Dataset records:
+++

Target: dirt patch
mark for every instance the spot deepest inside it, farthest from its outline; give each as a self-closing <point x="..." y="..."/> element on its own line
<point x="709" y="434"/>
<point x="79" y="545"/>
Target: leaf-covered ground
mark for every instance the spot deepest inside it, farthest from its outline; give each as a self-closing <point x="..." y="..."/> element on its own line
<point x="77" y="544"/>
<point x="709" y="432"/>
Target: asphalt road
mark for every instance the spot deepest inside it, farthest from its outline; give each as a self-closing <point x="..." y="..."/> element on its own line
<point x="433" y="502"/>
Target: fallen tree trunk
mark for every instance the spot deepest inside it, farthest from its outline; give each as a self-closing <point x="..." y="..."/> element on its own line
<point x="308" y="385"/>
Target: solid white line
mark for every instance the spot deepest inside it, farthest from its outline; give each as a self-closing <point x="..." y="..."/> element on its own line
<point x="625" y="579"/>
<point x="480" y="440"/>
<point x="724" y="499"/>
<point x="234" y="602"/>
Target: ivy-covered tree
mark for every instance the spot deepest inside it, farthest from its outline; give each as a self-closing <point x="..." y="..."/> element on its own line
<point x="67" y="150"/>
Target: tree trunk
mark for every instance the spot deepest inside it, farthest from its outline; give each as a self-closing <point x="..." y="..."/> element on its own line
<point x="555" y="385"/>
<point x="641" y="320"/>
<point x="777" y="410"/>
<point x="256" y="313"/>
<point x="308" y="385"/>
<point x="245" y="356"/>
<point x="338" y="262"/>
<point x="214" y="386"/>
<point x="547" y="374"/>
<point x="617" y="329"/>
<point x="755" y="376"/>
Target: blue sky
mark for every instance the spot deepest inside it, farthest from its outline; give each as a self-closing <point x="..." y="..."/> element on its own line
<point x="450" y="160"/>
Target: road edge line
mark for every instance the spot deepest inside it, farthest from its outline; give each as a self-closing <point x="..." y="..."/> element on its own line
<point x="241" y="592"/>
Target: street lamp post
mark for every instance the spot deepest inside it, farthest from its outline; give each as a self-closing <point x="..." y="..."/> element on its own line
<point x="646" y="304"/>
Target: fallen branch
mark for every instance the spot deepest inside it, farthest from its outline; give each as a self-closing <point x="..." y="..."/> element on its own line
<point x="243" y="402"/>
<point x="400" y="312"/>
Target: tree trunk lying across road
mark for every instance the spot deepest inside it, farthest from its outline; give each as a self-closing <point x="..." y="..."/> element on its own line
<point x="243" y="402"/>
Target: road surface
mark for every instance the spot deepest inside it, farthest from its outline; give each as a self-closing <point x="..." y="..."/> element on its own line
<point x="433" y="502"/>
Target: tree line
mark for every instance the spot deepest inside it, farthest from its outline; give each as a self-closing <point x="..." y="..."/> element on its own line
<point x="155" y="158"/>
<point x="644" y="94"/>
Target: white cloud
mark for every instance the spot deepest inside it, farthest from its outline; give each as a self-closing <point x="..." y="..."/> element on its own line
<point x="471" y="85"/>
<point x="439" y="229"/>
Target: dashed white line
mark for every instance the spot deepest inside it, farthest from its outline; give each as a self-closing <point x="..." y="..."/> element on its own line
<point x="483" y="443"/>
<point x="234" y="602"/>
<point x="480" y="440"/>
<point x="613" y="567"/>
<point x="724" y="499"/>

+++

Your goal:
Write down again the exact lines running from the beginning of the data to the line containing "Target: leaf-covered ground", with both ends included.

Response for this exercise:
Target: dirt patch
mark for every instance the spot deepest inside it, farthest from its outline; give each as a self-closing <point x="..." y="..."/> element on its own line
<point x="709" y="434"/>
<point x="79" y="545"/>
Target: leaf-covered ground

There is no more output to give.